# SELECTED TEXT
◆ ◆ ◆ ◆

When Cai Guo-Qiang’s Sky Ladder was ignited in June, it both drew 105 seconds of slack-jawed awe from the audience and relieved 21 years of anticipation from the team behind the artwork. Having seen three of his attempts fail before that day, Cai was especially sentimental. “Behind Sky Ladder lies a clear childhood dream of mine,” he says. “Despite all life’s twists and turns, I have always been determined to realize it. Sky Ladder touches my heart deeply.”
Cai is not alone—across the globe, despite the fickle nature, restrictive regulations, and dangers of these explosions, spark maniacs continue to develop increasingly complex fireworks, igniting deep-rooted childhood visions of shooting for the skies. Increasingly, these ephemeral displays are being seen as vehicles for creative expression as technological advancements deliver more control over colour, time and shape. From Judy Chicago’s A Butterfly for Brooklyn to the 2008 Beijing Olympic’s giant footsteps seen "walking" across a skyscape, the future of pyrotechnics looks set to marry experiential art with science.
“A show producer is really an artist who designs how to paint the sky with fireworks. Every year the envelope is pushed in regards to the creativity of the effects, such as with computerized firing systems,” says Michael Tockstein, founder of the U.S. based Pyrotechinc Innovations, a company which trains pyro ingénues. Because there is so little formal training for fireworks—they aren't taught at schools—the scope for experimentation and variation differs across cultures and countries.

◆ ◆ ◆ ◆

# DATA
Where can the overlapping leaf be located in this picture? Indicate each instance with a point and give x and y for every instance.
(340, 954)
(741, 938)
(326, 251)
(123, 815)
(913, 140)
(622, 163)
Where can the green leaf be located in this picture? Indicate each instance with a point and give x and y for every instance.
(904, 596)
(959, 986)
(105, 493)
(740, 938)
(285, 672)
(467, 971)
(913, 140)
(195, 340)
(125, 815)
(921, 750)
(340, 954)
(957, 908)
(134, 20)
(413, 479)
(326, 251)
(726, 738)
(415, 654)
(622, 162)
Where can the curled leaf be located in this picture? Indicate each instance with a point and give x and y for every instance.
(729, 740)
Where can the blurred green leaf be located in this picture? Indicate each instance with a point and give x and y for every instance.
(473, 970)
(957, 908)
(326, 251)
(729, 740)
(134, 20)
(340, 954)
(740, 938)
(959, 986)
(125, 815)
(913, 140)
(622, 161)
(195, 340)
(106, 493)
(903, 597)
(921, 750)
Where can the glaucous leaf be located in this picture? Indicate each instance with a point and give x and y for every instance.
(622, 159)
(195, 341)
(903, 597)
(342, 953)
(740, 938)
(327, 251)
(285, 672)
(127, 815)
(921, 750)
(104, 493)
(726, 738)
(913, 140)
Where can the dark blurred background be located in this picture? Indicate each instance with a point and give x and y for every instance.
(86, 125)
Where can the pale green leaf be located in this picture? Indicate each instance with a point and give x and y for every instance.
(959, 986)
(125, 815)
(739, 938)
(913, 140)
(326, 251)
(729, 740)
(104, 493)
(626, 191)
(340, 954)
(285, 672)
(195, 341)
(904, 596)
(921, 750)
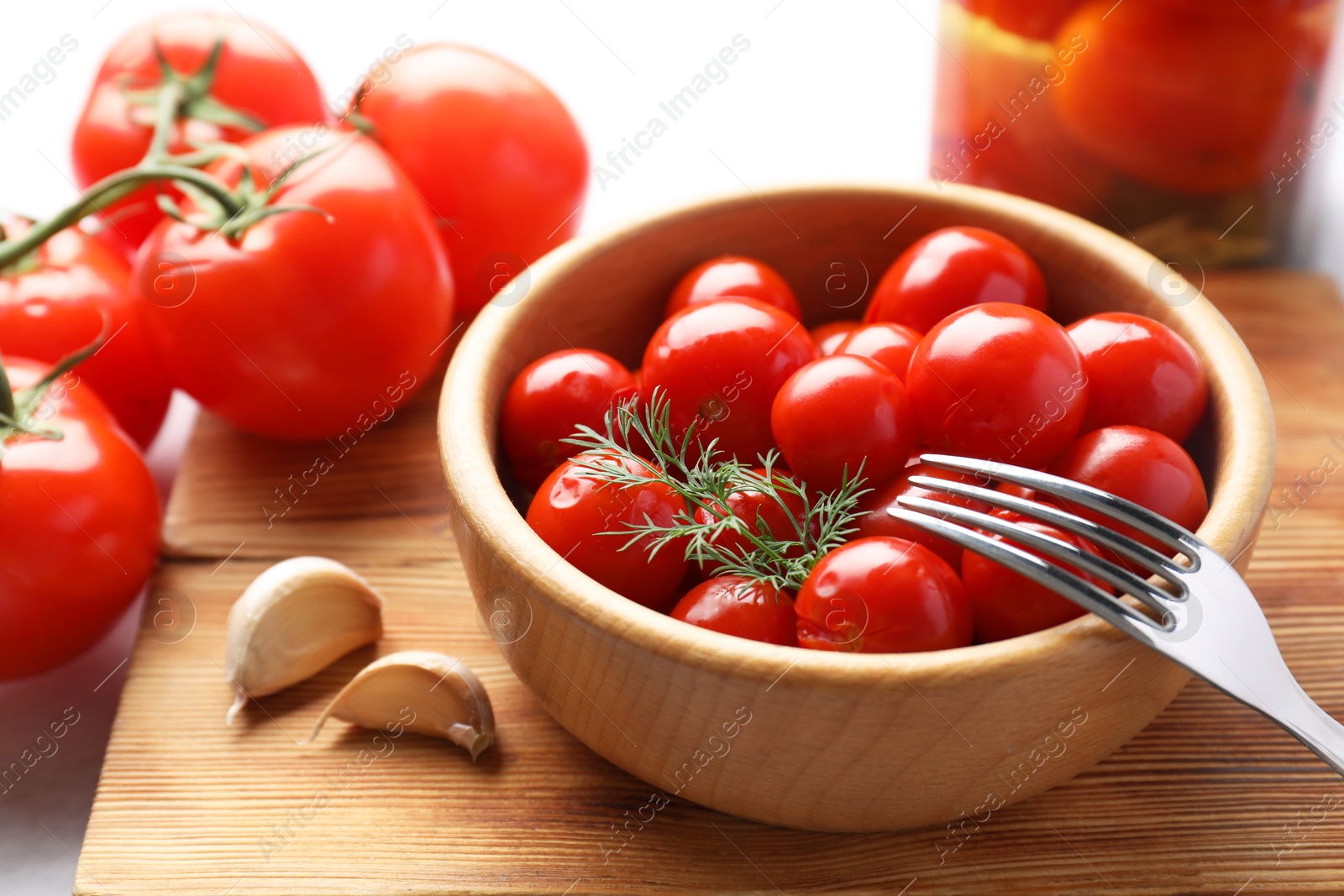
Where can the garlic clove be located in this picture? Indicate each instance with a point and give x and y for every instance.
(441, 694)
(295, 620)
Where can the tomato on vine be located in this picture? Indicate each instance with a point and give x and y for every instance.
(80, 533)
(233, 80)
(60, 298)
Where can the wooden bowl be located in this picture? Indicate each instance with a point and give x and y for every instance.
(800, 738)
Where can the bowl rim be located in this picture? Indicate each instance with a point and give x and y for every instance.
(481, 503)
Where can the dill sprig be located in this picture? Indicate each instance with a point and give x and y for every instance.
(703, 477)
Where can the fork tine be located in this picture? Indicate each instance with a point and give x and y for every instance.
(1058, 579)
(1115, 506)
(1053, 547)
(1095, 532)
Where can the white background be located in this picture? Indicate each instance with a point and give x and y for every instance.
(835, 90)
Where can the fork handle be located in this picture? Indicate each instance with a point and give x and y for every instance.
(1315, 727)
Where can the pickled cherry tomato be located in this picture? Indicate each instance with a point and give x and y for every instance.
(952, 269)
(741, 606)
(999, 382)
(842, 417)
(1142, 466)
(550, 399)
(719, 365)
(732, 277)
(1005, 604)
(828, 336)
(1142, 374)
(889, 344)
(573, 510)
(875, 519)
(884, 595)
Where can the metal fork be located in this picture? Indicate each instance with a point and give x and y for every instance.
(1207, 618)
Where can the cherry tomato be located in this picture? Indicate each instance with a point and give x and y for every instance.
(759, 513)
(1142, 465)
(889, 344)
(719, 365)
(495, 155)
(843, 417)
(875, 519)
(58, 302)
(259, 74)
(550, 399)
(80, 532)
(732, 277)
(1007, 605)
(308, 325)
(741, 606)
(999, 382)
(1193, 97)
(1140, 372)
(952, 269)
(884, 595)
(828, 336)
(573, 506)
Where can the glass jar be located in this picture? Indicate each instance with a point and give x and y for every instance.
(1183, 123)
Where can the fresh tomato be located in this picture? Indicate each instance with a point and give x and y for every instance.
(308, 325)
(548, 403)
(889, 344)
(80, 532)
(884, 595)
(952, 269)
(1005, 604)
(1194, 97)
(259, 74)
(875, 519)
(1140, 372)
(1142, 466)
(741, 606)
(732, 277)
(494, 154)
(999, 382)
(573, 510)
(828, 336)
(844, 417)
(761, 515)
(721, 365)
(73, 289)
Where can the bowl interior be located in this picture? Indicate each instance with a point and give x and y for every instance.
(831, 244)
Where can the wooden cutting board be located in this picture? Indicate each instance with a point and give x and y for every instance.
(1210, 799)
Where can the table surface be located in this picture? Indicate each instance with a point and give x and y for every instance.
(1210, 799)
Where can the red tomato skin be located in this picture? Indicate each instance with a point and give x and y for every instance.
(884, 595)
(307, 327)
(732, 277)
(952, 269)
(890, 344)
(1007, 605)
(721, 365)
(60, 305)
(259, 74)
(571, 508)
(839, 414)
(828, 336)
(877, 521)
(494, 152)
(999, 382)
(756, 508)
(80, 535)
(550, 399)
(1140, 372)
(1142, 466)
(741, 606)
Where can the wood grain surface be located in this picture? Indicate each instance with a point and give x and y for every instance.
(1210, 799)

◆ ◆ ◆ ◆

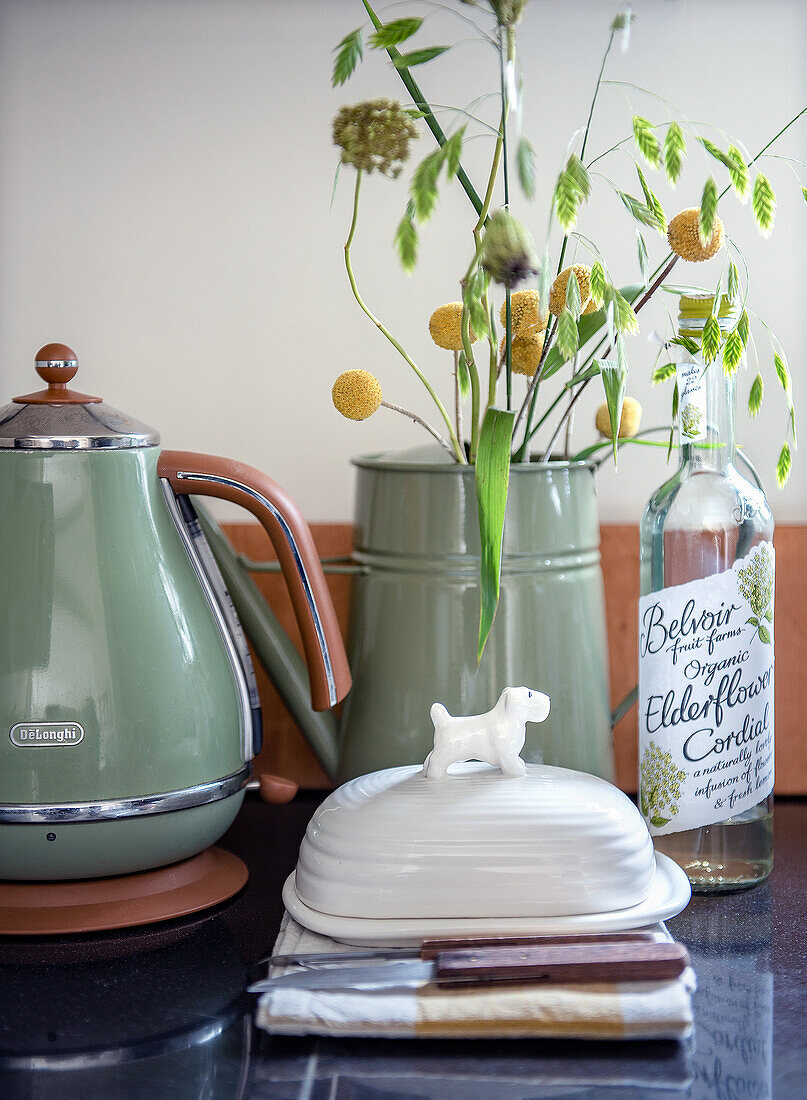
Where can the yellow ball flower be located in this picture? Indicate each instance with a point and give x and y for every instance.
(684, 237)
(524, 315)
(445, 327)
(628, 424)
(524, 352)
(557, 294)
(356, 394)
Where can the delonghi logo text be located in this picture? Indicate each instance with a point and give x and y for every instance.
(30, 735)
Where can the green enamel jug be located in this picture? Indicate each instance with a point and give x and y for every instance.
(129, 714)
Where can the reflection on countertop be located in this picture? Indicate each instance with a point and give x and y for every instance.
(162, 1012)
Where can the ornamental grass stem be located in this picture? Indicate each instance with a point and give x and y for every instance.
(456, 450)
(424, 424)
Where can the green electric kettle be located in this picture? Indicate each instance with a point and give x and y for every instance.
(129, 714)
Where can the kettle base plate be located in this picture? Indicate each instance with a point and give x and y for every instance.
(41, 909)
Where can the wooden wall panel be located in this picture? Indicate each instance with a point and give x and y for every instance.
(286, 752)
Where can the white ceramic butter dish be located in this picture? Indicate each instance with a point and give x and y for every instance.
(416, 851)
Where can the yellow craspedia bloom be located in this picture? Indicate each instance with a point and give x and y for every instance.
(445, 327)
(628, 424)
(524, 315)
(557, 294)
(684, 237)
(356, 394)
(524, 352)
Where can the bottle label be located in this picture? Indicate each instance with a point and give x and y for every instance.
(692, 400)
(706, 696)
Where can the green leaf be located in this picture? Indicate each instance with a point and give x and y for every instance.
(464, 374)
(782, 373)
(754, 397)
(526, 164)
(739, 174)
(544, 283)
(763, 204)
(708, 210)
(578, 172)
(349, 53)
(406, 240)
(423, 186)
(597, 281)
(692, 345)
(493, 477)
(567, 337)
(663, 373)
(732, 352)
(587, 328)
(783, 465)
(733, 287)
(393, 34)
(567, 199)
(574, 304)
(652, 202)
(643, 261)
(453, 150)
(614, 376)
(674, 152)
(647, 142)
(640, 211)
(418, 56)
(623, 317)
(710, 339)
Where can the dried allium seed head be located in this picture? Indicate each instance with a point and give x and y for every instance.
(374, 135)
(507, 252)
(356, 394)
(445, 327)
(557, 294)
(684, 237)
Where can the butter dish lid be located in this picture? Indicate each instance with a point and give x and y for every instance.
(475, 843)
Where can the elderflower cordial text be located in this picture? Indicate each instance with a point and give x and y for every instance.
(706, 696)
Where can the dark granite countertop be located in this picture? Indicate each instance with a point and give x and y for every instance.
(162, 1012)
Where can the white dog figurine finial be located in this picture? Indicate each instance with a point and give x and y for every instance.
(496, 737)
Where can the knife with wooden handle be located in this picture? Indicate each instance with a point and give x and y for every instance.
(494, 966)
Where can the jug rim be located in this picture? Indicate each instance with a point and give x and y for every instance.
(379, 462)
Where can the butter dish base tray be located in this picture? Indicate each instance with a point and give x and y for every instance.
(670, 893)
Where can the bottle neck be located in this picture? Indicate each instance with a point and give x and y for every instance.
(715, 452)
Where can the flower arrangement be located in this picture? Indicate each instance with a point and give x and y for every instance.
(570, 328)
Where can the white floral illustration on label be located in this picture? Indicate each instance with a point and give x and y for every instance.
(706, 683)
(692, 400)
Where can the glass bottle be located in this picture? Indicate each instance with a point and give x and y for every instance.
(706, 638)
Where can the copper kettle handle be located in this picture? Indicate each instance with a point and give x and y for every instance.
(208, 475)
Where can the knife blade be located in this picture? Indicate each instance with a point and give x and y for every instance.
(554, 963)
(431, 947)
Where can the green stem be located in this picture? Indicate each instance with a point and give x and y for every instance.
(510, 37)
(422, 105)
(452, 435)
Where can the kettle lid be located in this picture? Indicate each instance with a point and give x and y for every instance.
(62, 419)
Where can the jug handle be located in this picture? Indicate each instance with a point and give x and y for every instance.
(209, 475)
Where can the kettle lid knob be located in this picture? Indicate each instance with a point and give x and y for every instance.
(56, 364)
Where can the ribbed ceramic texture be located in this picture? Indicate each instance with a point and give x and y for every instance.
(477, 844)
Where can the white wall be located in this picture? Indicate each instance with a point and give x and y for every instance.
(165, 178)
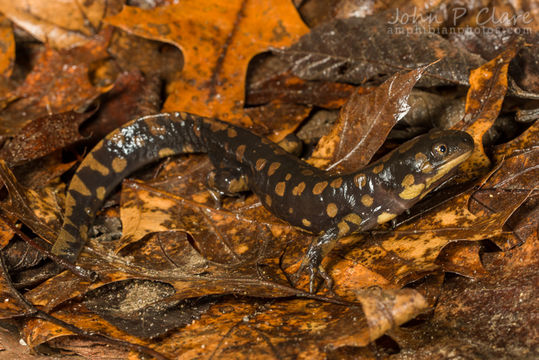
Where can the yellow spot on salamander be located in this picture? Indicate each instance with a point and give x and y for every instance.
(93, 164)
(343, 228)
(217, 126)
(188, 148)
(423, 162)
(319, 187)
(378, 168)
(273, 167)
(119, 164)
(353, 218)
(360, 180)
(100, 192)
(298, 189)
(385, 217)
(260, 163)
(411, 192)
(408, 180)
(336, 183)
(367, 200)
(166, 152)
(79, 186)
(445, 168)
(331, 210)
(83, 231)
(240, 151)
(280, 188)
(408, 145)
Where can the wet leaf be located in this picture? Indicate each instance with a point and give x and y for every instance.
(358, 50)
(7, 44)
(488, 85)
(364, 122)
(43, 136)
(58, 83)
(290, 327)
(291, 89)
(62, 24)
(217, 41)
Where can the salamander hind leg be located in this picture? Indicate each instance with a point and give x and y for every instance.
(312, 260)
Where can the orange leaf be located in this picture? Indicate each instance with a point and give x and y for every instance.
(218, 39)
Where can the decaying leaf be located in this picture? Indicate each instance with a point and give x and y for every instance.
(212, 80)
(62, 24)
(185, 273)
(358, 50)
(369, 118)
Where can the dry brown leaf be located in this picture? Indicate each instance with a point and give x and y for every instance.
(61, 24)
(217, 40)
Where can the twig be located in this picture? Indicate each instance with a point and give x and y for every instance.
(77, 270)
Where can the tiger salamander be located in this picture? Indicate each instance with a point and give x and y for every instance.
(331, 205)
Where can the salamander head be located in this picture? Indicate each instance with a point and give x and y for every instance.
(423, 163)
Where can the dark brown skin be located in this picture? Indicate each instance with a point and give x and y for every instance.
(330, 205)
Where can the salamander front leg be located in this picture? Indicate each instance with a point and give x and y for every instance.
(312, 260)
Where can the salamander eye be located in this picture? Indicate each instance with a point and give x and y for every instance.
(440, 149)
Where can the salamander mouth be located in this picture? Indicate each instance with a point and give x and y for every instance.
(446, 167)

◆ ◆ ◆ ◆

# DIRECTIONS FOR THIS TASK
Give a two-sentence summary of the fireworks passage.

# RESULT FOR THIS EXERCISE
Cai Guo-Qiang's Sky Ladder, ignited in June after 21 years of anticipation and three failed attempts, realized a childhood dream of his. Around the world, makers keep developing more complex fireworks that are increasingly seen as vehicles for creative expression, and since fireworks aren't taught at schools, the scope for experimentation differs across cultures and countries.